_Görev a_: Aşağıdaki alıntıda abla, babanın son zamanlarında hangi çalgıyı çaldığını söylüyor?

***** Verilen alıntı

Sevgili Babacığım: Satırlarıma başlamadan evvel, Allahın Rahmetiyle tüm ışıkları üzerine olsun diyorum..! Beni: yüzünü görmediğin, sesini duymadığın, elini tutmadığın, ben küçük kızını arzuhal edecek olursan, çok hüzünlüyüm bugün... oldukça da heyecanlı..!

Neden mi? çünkü bu gün bayram... ve üstüne üstlük bir de 'Babalar günü...' yani çifte kavrulmuş... tesadüfün böylesi, bilmem kaç yılda bi denk gelebilir ki..?

Ve yine böylesi bi günde ben sana... Babama mektup yazmaya çalışıyorum... yüzünü görmeden... sesini duymadan... elini tutmadan... kokunu hiç mi hiç bilmeden... bir yerlerdeki en yoğun özlem ve hasletimle..!

'Sevgili Babacığım...!' sözcükleri bile güzel...öylesi tanıdık, bir o kadar da yabansıl benim için..!

Çünkü hayat, bir varmış bir de yok... sen varken ben yok, ben varken sen yokmuşsun..! (1)

Bir defasında, yıllar sonra ilk defa tanıştığım ablama, sormuştum... Abla: Babam sever miydi beni.? ya da nasıl severdi..? saçımı okşayıp koklar mıydı..? ya da nasıl bir babaydı..? sinirli, sevecen.. ne bileyim işte... anlatsana ne olur..!

Nasıldı yani..? bu kadarı da fazlaydı bana... tamam geçmiş güncelerimde yoktu... fakat ya hayallerim..?

'Ama çok iyi bir insandı..' diye devam etti ablam... duygulu, içten...insanları çok ama çok seven..! Baba gibi baba işte... çok içten ve içli mi içliydi... bir de, son zamanlarında 'Ney' çalardı..'!

**********
***** Alıştırma girdisi

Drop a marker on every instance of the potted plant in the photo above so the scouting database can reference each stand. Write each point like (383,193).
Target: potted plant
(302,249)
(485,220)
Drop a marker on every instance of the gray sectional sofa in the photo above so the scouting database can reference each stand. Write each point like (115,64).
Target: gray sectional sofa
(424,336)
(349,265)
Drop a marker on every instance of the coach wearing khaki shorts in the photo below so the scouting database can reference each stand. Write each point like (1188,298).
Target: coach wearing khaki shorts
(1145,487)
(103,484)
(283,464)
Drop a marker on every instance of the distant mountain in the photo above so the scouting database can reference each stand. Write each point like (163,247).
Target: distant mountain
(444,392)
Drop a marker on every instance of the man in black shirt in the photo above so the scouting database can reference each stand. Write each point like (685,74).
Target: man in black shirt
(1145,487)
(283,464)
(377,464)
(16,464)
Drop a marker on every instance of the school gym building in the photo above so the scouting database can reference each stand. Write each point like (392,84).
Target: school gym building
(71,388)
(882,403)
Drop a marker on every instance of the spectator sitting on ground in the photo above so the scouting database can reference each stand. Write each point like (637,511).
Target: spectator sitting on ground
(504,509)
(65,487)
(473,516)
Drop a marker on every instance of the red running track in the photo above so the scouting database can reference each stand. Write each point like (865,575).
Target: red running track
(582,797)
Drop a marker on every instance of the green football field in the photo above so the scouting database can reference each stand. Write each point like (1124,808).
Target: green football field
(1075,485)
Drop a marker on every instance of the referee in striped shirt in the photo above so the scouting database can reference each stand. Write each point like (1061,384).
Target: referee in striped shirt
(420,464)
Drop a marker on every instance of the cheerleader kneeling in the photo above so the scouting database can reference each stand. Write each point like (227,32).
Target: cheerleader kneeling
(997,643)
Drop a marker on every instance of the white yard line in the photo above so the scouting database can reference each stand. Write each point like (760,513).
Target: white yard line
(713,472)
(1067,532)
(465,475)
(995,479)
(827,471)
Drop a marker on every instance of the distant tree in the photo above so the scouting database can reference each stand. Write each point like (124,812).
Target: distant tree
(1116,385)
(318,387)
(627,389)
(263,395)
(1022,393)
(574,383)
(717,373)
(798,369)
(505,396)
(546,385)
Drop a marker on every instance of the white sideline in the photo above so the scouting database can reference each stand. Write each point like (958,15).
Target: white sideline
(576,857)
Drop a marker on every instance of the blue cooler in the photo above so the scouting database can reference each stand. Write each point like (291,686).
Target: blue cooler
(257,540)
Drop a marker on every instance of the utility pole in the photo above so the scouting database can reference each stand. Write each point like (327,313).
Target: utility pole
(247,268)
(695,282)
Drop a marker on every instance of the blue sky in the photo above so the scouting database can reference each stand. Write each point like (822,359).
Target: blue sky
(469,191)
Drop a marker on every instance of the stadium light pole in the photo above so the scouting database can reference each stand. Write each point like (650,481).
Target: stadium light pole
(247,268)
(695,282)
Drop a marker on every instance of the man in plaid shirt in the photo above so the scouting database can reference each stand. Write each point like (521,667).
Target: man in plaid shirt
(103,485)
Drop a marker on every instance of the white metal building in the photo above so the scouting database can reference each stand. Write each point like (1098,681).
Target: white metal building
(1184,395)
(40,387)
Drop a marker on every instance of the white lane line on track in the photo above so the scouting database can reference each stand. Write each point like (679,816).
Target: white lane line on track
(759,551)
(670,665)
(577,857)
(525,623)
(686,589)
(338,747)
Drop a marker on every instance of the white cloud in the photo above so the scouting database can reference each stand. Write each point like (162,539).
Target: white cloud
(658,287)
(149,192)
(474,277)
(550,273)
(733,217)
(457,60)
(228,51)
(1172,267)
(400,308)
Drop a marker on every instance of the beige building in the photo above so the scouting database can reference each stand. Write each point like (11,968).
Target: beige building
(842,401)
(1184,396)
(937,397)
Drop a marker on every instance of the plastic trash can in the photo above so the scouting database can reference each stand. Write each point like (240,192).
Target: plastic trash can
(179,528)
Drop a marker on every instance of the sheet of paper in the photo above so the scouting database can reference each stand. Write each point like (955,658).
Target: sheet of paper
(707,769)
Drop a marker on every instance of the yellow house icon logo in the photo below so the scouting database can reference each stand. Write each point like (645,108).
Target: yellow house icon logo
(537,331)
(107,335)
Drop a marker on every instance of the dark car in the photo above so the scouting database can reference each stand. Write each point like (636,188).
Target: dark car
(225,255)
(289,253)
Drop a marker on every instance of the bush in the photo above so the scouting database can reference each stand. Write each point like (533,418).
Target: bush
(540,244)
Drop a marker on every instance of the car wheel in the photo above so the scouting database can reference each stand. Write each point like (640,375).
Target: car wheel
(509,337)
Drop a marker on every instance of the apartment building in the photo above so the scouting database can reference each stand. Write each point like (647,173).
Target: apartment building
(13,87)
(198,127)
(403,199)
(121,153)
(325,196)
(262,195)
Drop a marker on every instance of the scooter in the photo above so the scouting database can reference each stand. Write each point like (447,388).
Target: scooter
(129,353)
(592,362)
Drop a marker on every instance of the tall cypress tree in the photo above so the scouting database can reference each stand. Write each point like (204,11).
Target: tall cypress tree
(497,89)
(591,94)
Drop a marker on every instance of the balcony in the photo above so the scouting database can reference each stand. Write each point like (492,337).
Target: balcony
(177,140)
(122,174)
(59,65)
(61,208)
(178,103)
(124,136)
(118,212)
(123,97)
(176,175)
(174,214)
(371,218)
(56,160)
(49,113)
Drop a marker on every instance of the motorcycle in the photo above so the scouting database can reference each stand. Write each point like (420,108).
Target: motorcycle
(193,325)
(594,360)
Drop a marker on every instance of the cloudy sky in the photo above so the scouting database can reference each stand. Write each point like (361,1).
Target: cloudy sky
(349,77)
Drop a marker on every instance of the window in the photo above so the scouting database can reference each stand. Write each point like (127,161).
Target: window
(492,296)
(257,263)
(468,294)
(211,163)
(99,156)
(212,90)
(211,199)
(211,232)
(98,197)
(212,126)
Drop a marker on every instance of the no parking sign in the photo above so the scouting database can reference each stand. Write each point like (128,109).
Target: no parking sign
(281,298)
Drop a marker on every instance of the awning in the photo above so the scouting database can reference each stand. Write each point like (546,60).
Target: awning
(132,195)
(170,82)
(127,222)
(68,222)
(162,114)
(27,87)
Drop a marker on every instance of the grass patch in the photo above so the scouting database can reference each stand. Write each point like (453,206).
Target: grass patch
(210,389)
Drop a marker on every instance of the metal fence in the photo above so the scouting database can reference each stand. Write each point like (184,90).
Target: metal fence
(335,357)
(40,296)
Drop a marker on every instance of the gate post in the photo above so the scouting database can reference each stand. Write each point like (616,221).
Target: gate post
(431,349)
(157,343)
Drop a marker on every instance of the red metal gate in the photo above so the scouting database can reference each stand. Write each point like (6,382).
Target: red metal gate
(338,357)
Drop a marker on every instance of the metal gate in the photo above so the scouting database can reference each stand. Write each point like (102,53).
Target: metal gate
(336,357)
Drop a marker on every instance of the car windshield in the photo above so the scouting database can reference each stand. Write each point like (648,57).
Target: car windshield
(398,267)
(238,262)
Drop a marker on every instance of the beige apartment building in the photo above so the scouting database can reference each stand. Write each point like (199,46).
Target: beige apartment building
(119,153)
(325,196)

**********

_Görev b_: Yukarıdaki satırlarda "Drop a marker on every instance of the no" ifadesinin geçtiği satırdan başlayıp satırların sonuna kadar olan kısmı, o satır da dahil olmak üzere aynen aktarın.

_Yazılı cevap a_: Ney çalardı.

_Yazılı cevap b_:
Drop a marker on every instance of the no parking sign in the photo above so the scouting database can reference each stand. Write each point like (128,109).
Target: no parking sign
(281,298)
Drop a marker on every instance of the awning in the photo above so the scouting database can reference each stand. Write each point like (546,60).
Target: awning
(132,195)
(170,82)
(127,222)
(68,222)
(162,114)
(27,87)
Drop a marker on every instance of the grass patch in the photo above so the scouting database can reference each stand. Write each point like (453,206).
Target: grass patch
(210,389)
Drop a marker on every instance of the metal fence in the photo above so the scouting database can reference each stand. Write each point like (184,90).
Target: metal fence
(335,357)
(40,296)
Drop a marker on every instance of the gate post in the photo above so the scouting database can reference each stand. Write each point like (616,221).
Target: gate post
(431,349)
(157,343)
Drop a marker on every instance of the red metal gate in the photo above so the scouting database can reference each stand. Write each point like (6,382).
Target: red metal gate
(338,357)
Drop a marker on every instance of the metal gate in the photo above so the scouting database can reference each stand. Write each point like (102,53).
Target: metal gate
(336,357)
Drop a marker on every instance of the car windshield in the photo above so the scouting database can reference each stand. Write each point like (648,57).
Target: car windshield
(398,267)
(238,262)
Drop a marker on every instance of the beige apartment building in the photo above so the scouting database can reference each stand. Write each point like (199,46).
Target: beige apartment building
(119,153)
(325,196)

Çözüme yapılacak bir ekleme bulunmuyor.